Copy out the data below with "drawing" swapped for "image" wherever it occurs, keeping everything else the same. Omit the pictures from your answer.

▶

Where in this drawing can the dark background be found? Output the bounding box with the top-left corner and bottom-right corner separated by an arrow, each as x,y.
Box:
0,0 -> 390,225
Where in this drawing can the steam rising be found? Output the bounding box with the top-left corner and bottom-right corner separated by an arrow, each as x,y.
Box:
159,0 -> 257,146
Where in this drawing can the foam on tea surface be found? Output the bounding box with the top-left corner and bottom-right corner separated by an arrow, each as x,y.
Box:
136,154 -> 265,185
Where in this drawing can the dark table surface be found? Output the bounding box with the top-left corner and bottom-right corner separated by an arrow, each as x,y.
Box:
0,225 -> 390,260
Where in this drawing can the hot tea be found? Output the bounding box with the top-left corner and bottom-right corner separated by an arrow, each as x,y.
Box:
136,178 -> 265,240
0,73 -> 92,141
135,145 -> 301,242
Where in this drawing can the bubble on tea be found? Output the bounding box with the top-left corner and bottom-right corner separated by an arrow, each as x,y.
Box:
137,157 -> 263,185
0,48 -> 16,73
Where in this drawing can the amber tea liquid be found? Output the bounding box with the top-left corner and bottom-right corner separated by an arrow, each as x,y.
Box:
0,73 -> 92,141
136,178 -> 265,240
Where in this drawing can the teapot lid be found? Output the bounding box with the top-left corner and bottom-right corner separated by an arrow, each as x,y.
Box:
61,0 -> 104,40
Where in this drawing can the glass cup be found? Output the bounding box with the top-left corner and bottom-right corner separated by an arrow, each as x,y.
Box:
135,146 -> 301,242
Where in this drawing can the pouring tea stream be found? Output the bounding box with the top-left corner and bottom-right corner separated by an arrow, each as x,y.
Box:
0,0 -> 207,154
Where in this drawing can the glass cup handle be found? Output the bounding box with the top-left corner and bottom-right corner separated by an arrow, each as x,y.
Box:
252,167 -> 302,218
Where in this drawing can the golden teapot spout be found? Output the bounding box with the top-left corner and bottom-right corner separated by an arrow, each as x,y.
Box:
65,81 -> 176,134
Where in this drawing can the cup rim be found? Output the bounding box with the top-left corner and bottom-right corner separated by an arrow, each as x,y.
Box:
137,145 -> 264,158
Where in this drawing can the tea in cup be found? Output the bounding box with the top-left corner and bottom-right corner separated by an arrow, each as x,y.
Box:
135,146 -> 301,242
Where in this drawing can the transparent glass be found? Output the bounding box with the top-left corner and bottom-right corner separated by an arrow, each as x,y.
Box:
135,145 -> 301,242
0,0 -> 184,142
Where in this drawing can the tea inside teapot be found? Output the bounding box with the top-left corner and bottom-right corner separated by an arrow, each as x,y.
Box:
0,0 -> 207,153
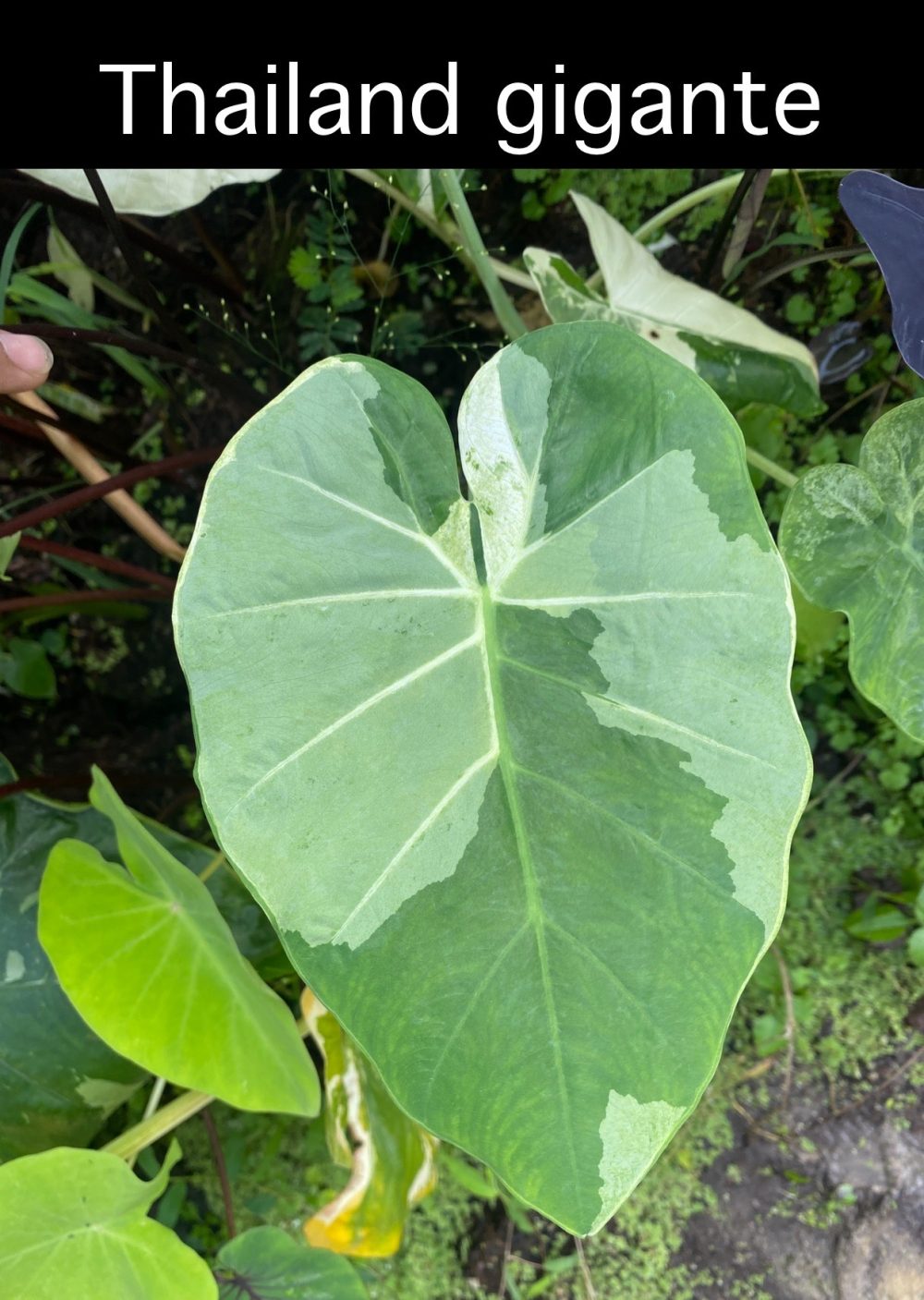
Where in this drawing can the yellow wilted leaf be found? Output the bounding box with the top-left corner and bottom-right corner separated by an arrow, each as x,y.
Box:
301,990 -> 437,1257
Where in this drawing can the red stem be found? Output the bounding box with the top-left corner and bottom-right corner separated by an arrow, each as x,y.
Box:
0,447 -> 223,537
0,587 -> 170,617
19,537 -> 176,591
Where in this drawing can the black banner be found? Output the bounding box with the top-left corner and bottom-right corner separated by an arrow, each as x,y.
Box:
0,53 -> 909,168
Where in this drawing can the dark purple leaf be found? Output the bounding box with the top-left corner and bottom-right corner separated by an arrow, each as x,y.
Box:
841,172 -> 924,376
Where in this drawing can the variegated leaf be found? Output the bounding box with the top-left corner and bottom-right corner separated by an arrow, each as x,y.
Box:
524,194 -> 824,416
174,322 -> 808,1233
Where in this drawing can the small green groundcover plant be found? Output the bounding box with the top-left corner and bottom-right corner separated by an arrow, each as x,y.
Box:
0,173 -> 924,1300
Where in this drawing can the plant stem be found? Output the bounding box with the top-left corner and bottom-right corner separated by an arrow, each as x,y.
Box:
745,447 -> 799,488
103,1092 -> 214,1160
201,1106 -> 237,1242
346,166 -> 535,288
439,168 -> 527,339
0,447 -> 223,537
0,587 -> 172,616
634,166 -> 847,242
19,537 -> 176,591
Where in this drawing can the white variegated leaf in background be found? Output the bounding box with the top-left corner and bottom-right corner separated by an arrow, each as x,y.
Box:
21,166 -> 279,217
524,194 -> 824,416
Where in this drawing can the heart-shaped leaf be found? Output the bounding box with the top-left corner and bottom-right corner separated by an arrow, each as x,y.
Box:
39,770 -> 320,1115
0,757 -> 285,1160
174,322 -> 808,1233
524,194 -> 824,416
215,1227 -> 368,1300
840,172 -> 924,376
0,1143 -> 218,1300
780,398 -> 924,741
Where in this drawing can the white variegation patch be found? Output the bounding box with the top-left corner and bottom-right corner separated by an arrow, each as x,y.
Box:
591,1089 -> 684,1233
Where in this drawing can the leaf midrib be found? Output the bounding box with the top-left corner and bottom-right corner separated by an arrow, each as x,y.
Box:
480,587 -> 581,1188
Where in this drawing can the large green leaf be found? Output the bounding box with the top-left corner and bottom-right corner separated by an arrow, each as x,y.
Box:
176,322 -> 808,1233
215,1227 -> 368,1300
0,1143 -> 218,1300
524,194 -> 824,416
0,757 -> 281,1160
39,769 -> 321,1115
780,398 -> 924,741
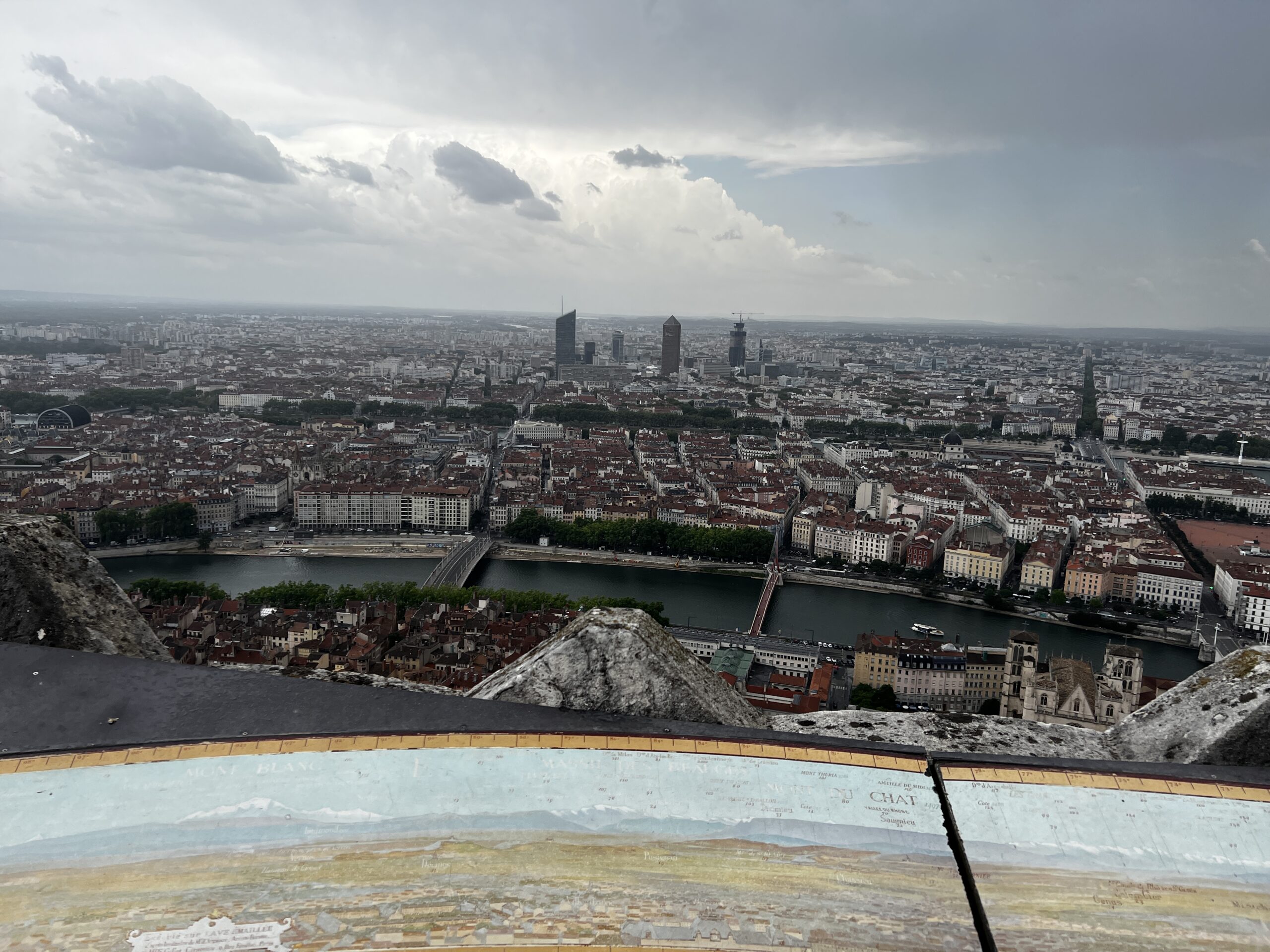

◀

- **Solution to this task**:
Where in this image can the dark background be found? Output the bounding box with the top-left corner and bottom-right corner separated by an arrow, each as x,y.
Box:
0,0 -> 390,225
Where in this image can the steam rising be found? Output the bounding box with the top-left corner and bottom-right corner separated by an arrow, each as x,y.
Box:
159,0 -> 257,146
Where in this image can the foam on tea surface be found? Output the bounding box with the top-left corner and bottom-right corner separated by an arrow, each as x,y.
Box:
136,154 -> 265,185
Where in this image can the dark table surface be found? Output the bounding box with the top-left corner and bottom-right corner separated by an arrow, each as x,y.
Box:
0,225 -> 390,260
Where in this image can the hot tea be found? Output the bounding box with the top-left corner and bottom-right corner separated by an arrow, each as x,y.
Box:
136,178 -> 265,240
0,73 -> 92,141
135,145 -> 301,242
Where in this image can the bubble on tea be found? Output the bounding box with the top-left corner and bottom-right corner separated by an arrow, each as x,y.
Box:
137,157 -> 263,185
0,48 -> 16,73
Where in this image can the amber tea liquid be found? Output the bounding box with the top-left corner and bottom-right corner separated by an arrow, each as x,y.
Box:
0,73 -> 92,141
136,178 -> 265,240
Where in this image can the teapot lid be found? Output the bounding box with the top-left corner and bottom-right corner separated by an arrow, each as x,y.
Box:
61,0 -> 104,40
Where in this image can the glass cup be found? Output the bounding box with the top-left corner and bottom-right corner separated by an arrow, each as x,y.
Box:
135,146 -> 301,242
Where in this image can the pouring tea stream be found? Output the bounding box with the top-left corner and bottom-right corner separated by an arrow, each as x,y.
Box:
0,0 -> 207,154
Where in this image can the glass cup handle be found? Output the bounding box with the top-left corner and bottom-right corner separated by an arrow, each as x,y.
Box:
252,167 -> 302,218
Where in this image can the golden teapot spout be found? Output the bounding box with the top-left corner and bottom-right corner separated by an arrow, each as x,y.
Box:
65,81 -> 176,134
Where in this image can the cup rim be found? Output the bounding box with the top-left corner and bottom-right corner separated by an arrow, each as x,y.
Box:
137,145 -> 264,158
Where in this image can the tea in cup be found? Output the bounding box with the top-left corner and bottom-right corner separated by an arrow, each as x,y.
Box:
135,146 -> 301,242
Where in this image can the transparent glass be found? Output the bounding box with the top-left corner and bottom-right corner separated by an arrow, each as x,y.
Box:
135,145 -> 301,242
0,0 -> 184,142
Where in this image can the tea inside teapot be found? Output the bounding box with the top-left corner and bottom-right corner separated by an arrow, each as x,y.
Box:
0,0 -> 207,153
Where in this image can the yellow wilted leaf be found? Output the bounding box with the top-left corner and bottom-right corner separated by an arrow, each as x,y.
Box:
301,990 -> 437,1257
Where in this image can the red stem be found? Output the bounding box with the top-left corner and bottom-right corner separated by an arrow, each as x,y.
Box:
0,447 -> 223,537
0,587 -> 170,617
19,537 -> 176,591
Where in this image can the black banner be found? Output the bounding box with the top-left corner and bottom-right corner separated by an arrow, each as x,y.
Box:
0,53 -> 909,168
Where in this image can the dark purple leaf be found? Output the bounding box with the top-left corner and bottom-right corner separated by an arrow, each as x,y.
Box:
841,172 -> 924,376
Where in this image can the variegated leaf be found? Output the bounding box with the top-left corner and bottom-right corner separated by an arrow, each as x,y.
Box:
524,194 -> 824,416
174,322 -> 808,1233
Where in this image can the small green groundcover plant be found? Output the bounding box with the top-left corner and bottom-right corner separated by an arrow, each as x,y.
Box:
0,173 -> 924,1300
Where in this image can the plant stem be found? Output the bounding box with the top-left corner and bottom-right corner separated by an arrow, each as x,y.
Box:
745,447 -> 799,488
103,1092 -> 214,1160
201,1106 -> 237,1242
346,166 -> 535,288
439,168 -> 527,339
0,447 -> 223,537
0,587 -> 172,616
634,166 -> 847,242
19,537 -> 176,591
Where in this image can the white variegated leaf in background be found? Output the bounding box with the top-left corner and bottom-right corner separated by an arrow, each as x,y.
Box:
21,166 -> 279,217
524,194 -> 824,416
Where in this image can the heart-shaped leaf be found? Output the bounding box with the top-left corner and bottom-right corner separated by an arrow, each as x,y.
Box:
39,770 -> 320,1115
0,757 -> 285,1160
174,322 -> 808,1233
524,194 -> 824,416
215,1227 -> 368,1300
840,172 -> 924,376
0,1143 -> 218,1300
780,398 -> 924,741
Where in this image can the white variegation patch be found? Output the bounding box with the top-left corner and bottom-right corner separated by an arrow, each as x,y.
Box:
591,1089 -> 684,1233
Where in this image can the leaf midrib be found? Output the bounding box with the top-left corner and bottom-right corner separated by an arrow, each as x,y.
Box:
480,587 -> 581,1188
Where in this image can the large green leaf be found? Output the bounding box with the top-left corner and bottom-right corner separated by an arrow, each as x,y.
Box:
176,322 -> 808,1233
215,1227 -> 368,1300
0,1143 -> 218,1300
524,194 -> 824,416
0,757 -> 281,1160
39,769 -> 321,1115
780,398 -> 924,741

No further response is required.